Records for this exercise:
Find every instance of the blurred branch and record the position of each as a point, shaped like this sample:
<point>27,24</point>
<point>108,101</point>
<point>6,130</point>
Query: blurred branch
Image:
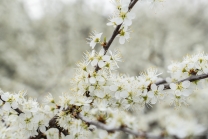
<point>114,129</point>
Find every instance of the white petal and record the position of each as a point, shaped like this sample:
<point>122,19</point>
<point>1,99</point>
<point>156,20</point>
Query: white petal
<point>101,63</point>
<point>106,58</point>
<point>150,94</point>
<point>186,92</point>
<point>5,96</point>
<point>92,44</point>
<point>92,80</point>
<point>127,22</point>
<point>94,62</point>
<point>113,88</point>
<point>102,51</point>
<point>117,95</point>
<point>154,87</point>
<point>100,78</point>
<point>109,24</point>
<point>122,40</point>
<point>118,21</point>
<point>14,105</point>
<point>98,35</point>
<point>178,93</point>
<point>127,36</point>
<point>124,94</point>
<point>161,87</point>
<point>186,84</point>
<point>173,86</point>
<point>42,129</point>
<point>154,100</point>
<point>6,106</point>
<point>131,15</point>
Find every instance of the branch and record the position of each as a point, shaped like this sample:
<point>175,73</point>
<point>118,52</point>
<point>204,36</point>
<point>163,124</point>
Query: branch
<point>113,129</point>
<point>191,79</point>
<point>115,32</point>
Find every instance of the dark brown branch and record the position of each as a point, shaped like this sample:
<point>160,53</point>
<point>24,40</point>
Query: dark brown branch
<point>53,124</point>
<point>191,79</point>
<point>115,33</point>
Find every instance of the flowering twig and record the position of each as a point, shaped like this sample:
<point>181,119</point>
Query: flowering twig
<point>191,79</point>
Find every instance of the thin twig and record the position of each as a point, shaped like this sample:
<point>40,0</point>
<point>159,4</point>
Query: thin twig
<point>115,33</point>
<point>191,79</point>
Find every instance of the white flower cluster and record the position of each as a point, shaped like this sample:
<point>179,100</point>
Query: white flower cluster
<point>122,16</point>
<point>99,93</point>
<point>23,123</point>
<point>190,66</point>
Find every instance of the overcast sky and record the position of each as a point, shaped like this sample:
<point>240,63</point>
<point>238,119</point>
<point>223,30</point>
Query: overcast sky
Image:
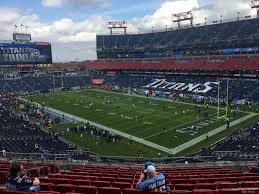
<point>71,25</point>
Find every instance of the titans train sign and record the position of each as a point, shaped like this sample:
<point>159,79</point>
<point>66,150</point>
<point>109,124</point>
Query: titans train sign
<point>10,54</point>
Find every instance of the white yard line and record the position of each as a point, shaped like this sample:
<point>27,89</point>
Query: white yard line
<point>148,143</point>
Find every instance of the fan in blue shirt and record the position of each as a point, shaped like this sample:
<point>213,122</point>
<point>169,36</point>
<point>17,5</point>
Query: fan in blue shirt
<point>17,182</point>
<point>155,181</point>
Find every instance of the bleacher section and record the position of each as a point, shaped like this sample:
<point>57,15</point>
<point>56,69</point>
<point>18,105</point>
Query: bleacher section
<point>237,34</point>
<point>19,135</point>
<point>239,89</point>
<point>243,145</point>
<point>201,64</point>
<point>42,84</point>
<point>122,180</point>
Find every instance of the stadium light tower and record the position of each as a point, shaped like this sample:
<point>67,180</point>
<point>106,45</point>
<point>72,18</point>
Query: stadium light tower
<point>117,25</point>
<point>184,16</point>
<point>255,5</point>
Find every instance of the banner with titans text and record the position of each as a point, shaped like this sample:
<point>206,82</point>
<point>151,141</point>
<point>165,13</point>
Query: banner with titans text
<point>28,53</point>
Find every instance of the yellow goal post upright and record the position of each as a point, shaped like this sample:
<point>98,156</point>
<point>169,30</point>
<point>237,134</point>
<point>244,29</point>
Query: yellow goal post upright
<point>226,113</point>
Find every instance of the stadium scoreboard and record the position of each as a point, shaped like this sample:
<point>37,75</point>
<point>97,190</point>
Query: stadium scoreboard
<point>25,53</point>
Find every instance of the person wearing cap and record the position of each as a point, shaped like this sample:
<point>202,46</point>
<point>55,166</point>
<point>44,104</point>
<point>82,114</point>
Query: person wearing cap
<point>154,182</point>
<point>148,163</point>
<point>17,181</point>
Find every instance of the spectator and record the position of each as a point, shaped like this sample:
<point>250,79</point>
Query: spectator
<point>155,181</point>
<point>148,163</point>
<point>17,181</point>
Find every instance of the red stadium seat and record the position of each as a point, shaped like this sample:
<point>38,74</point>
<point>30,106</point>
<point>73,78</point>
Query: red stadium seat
<point>211,186</point>
<point>228,185</point>
<point>205,191</point>
<point>132,191</point>
<point>121,185</point>
<point>46,186</point>
<point>249,184</point>
<point>180,192</point>
<point>13,192</point>
<point>109,179</point>
<point>85,189</point>
<point>63,188</point>
<point>189,187</point>
<point>230,191</point>
<point>125,180</point>
<point>81,182</point>
<point>101,183</point>
<point>109,190</point>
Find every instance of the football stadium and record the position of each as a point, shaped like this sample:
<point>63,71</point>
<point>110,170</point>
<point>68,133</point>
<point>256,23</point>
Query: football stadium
<point>164,111</point>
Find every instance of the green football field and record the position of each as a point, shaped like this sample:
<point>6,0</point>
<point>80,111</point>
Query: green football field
<point>161,122</point>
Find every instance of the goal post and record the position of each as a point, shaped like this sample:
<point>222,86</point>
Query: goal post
<point>226,112</point>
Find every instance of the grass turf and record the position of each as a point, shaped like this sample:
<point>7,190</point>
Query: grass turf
<point>153,120</point>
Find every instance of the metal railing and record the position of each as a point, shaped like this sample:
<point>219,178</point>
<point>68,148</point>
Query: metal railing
<point>82,158</point>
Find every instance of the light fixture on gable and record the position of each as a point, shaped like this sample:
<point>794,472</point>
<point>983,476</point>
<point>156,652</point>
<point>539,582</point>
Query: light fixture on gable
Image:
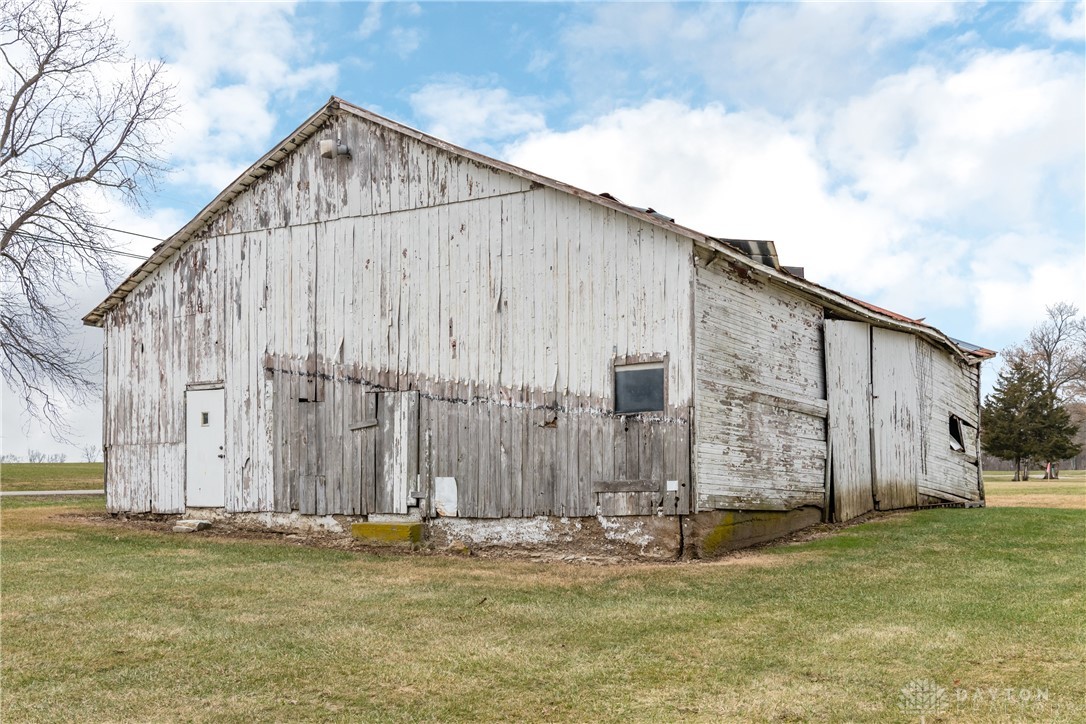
<point>330,149</point>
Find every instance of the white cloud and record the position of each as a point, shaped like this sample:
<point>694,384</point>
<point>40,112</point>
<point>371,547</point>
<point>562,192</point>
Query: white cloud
<point>232,63</point>
<point>778,55</point>
<point>404,41</point>
<point>459,111</point>
<point>371,21</point>
<point>933,194</point>
<point>988,139</point>
<point>1060,21</point>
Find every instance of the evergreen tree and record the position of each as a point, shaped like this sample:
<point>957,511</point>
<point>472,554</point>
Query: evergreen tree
<point>1021,420</point>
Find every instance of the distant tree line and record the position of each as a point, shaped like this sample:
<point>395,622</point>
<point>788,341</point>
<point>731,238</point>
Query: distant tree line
<point>1035,413</point>
<point>89,454</point>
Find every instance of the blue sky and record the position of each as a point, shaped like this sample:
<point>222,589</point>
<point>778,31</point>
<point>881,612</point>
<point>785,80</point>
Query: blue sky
<point>925,156</point>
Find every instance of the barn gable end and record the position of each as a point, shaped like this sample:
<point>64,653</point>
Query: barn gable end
<point>413,318</point>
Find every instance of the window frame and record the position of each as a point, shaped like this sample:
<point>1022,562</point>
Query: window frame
<point>642,362</point>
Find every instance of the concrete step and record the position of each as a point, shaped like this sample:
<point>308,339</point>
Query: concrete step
<point>387,532</point>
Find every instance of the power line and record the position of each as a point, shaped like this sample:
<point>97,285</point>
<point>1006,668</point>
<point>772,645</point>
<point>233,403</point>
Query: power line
<point>130,233</point>
<point>73,244</point>
<point>108,228</point>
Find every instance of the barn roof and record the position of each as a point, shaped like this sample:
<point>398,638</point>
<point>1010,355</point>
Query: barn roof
<point>758,256</point>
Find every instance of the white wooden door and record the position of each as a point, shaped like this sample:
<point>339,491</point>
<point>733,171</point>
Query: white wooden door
<point>205,440</point>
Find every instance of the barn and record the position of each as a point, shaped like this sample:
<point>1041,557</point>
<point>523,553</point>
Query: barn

Task to complete:
Starting from the line containing "Find every instance of the barn gable", repeat each line through the end of the entries, exactly.

Final result:
Find every instance of the barn gable end and record the position of each as a point, shaped like this sample:
<point>64,653</point>
Query: barn gable end
<point>413,318</point>
Find every instance of the window frame and record the position of each as a point, shaped like this sample:
<point>1022,562</point>
Query: window frame
<point>642,362</point>
Find every instance of the concrete step and record the position of each as a point, shaped like this sample:
<point>308,339</point>
Query: concrete step
<point>387,532</point>
Find every instance of the power line and record the position of each as a point, shaped like this sample:
<point>97,285</point>
<point>1006,668</point>
<point>772,645</point>
<point>233,403</point>
Query: power line
<point>130,233</point>
<point>73,244</point>
<point>108,228</point>
Find every instance of the barn roof and record the position of each as a point, shaped like this sample:
<point>398,638</point>
<point>1010,355</point>
Query: barn roof
<point>758,256</point>
Find every instance of the white wooden door and record the position of each as a point, shaped like this sample:
<point>339,491</point>
<point>733,171</point>
Query: white wooden door
<point>205,440</point>
Find every instance of the barn and record the position of each as a point, shaped like this sample:
<point>1041,557</point>
<point>523,553</point>
Query: barn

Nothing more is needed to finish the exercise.